ENTRIES SUPPLIED:
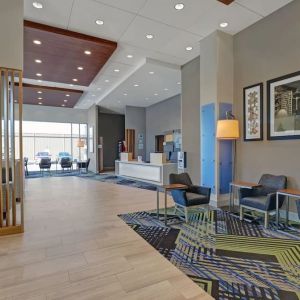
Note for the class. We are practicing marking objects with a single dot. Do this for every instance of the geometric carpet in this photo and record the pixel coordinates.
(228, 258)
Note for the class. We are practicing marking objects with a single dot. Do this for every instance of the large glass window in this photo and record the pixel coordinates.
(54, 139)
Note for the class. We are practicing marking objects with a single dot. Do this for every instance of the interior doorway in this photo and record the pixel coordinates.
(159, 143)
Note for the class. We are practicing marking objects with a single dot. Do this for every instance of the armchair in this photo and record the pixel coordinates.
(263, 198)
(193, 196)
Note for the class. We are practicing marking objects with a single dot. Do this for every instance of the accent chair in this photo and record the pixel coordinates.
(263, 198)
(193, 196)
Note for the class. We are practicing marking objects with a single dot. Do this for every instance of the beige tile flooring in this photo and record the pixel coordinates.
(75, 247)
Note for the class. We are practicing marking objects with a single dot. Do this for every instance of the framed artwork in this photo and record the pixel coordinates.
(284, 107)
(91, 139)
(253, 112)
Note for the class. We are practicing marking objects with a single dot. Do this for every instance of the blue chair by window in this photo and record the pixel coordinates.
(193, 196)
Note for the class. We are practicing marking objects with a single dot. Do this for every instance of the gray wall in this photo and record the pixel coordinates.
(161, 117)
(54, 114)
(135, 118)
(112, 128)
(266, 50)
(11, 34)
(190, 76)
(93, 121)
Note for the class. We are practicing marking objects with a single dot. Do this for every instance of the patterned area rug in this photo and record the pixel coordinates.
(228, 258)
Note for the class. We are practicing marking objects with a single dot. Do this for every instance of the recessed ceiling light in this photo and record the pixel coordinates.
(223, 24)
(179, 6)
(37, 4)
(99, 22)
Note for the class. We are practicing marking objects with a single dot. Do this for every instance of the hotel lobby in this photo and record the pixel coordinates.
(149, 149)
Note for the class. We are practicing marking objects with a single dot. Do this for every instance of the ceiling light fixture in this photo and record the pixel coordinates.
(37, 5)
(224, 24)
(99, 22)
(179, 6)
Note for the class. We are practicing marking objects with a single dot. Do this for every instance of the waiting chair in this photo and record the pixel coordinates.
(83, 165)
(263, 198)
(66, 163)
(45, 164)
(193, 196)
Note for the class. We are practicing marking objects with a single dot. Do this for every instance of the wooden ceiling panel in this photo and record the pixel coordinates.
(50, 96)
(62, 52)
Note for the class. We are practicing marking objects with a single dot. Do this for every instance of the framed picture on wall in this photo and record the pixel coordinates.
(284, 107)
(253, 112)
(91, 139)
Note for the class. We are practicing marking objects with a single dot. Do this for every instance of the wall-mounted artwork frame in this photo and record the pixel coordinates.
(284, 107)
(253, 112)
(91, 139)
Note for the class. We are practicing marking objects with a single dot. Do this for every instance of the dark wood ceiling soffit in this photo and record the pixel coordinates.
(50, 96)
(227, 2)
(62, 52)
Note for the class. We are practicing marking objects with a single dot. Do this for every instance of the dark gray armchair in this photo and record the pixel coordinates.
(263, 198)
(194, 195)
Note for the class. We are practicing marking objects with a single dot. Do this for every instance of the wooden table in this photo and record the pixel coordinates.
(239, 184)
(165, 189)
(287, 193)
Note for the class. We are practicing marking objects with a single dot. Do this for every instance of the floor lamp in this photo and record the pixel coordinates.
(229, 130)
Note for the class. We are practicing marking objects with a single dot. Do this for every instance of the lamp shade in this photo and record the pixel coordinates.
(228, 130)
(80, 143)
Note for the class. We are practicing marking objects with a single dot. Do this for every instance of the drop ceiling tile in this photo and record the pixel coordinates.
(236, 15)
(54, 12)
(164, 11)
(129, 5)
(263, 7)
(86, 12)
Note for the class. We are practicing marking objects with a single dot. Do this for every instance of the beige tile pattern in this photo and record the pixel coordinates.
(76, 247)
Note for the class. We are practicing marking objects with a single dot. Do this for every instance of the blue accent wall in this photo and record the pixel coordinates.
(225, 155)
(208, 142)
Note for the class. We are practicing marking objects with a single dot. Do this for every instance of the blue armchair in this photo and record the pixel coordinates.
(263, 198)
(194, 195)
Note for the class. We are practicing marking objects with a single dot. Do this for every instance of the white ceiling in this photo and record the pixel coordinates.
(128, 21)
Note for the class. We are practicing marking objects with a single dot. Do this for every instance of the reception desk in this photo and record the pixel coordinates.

EXERCISE DESCRIPTION: Output all of the entries verbatim, leaving out any images.

EXPECTED OUTPUT:
Note for the class. We are practicing marking objects with a single dot. Do this for every instance of the geometric carpet in this photo and record the pixel coordinates.
(228, 258)
Note for the class. We are practicing marking objects with a single dot. Do this for every instance of the large glass window in this photo and record the pixel coordinates.
(54, 139)
Note for the class. We are practicing marking objects with a single dot. Do this for every instance of the interior doorway in this photo and record the pixel coordinates.
(159, 143)
Note for the class. We are practicing marking objects with a single dot. Do this for every instance of the armchair in this photo and record the pixel coordinates.
(263, 198)
(193, 196)
Note for the class. We are practicing marking objects with a single dot. Do this for every instance of the accent chair in this photo and record the pixel coordinates.
(263, 198)
(193, 196)
Note for the class. We are practicing marking objects with a single dot. Do this for every instance of the beige tile flooring in this photo and record the pixel coordinates.
(75, 247)
Note for the class. We are practicing marking objects with a single dot. Do this for every instance of the framed artwork in this photo and record the pixel coordinates.
(284, 107)
(91, 139)
(253, 112)
Note for the class. We are practicing marking objects with a single dot. Do this for every instance of the blue chair by window in this photo and record the pixel coordinates.
(193, 196)
Note for the class. We are practicing marking objects with a single dot. Do this for every instance of the gray wall in this photo and record the pixel coordinates.
(161, 117)
(54, 114)
(135, 118)
(112, 128)
(266, 50)
(11, 34)
(190, 76)
(93, 121)
Note for the class. We are practicing marking objects with a single dot. Do this for every instance of the patterned area rug in this photo and record the pixel coordinates.
(228, 258)
Note for the class. We are practicing marking objects with a single dot. Do this for every instance of the recessed ceiling light in this photo and record the pixel coordinates.
(223, 24)
(179, 6)
(37, 4)
(99, 22)
Note for the class. We are practicing marking objects with a single dot. Do this for every instance of the hotel lobby in this photo and record the pixel coordinates.
(149, 149)
Note for the class. We are practicing marking objects with a single dot. Do this for every instance of the ceiling light fixture in this photo and record the pixel coordinates.
(37, 5)
(224, 24)
(99, 22)
(179, 6)
Note for the class. We are practicing marking objects with a single dot. Do this for every instance of the waiting chair in this photo and record the pixel coordinates.
(83, 165)
(263, 198)
(66, 163)
(45, 164)
(193, 196)
Note for the class. We are practicing marking objects with a single dot. Do this for every instance of the wooden ceiling panel in this photo and record the pixel coordinates.
(50, 96)
(62, 52)
Note for the class. We are practicing marking objects with a single dot. Do this for every instance of the framed picture on wall in this photo and record the pixel coordinates.
(284, 107)
(253, 112)
(91, 139)
Note for the class. We are practicing marking objects with a single dot. Do this for every instance of the wall-mounted artwork frame in this photo and record the pixel coordinates.
(284, 107)
(253, 112)
(91, 139)
Note for the class. We are practicing marking objects with a single dot. Do this for every instance of the dark wood ceiling soffit in this photo and record the pixel coordinates.
(50, 96)
(227, 2)
(62, 52)
Note for the class. We are practicing marking objects with a single dot. Do this for every instance of the dark gray armchair in this photo and record the pixel coordinates.
(263, 198)
(194, 195)
Note for the class. We are practicing marking objects with a single dot. Do this for every instance of the wooden table in this photo and record the pixel coordinates.
(239, 184)
(165, 189)
(287, 193)
Note for the class. We are practicing marking objects with a single dot. Do this for every instance of the floor lamp in this photo and record the pixel coordinates.
(229, 130)
Note for the class. We are practicing marking objects with a single dot. Do this for every instance of the lamp shade in this photo and record the pixel coordinates.
(228, 130)
(80, 143)
Note for the class. We are practicing marking objects with a single dot. Do this for every instance of the drop ceiling tile in this photo and record the pixel coordinates.
(236, 15)
(54, 12)
(164, 11)
(129, 5)
(263, 7)
(86, 12)
Note for the class. We are practicing marking objects with a single dot. Do this for every instance of the beige tile pattern in this photo and record the pixel coordinates.
(76, 247)
Note for the class. We are practicing marking objects with a single dot. Do this for every instance of the blue accent wall in this photo and record the pixel coordinates.
(225, 155)
(208, 142)
Note for the class. We are practicing marking objects with a single dot. Do this for every instance of the blue armchair in this photo and record the pixel coordinates.
(263, 198)
(194, 195)
Note for the class. We are practicing marking objects with a single dot. Do this for every instance of the white ceiling in this photo and record the pixel coordinates.
(128, 21)
Note for the class. We are practicing marking objects with a single dot. Do this for every instance of the reception desk in this photo and record the pixel coordinates.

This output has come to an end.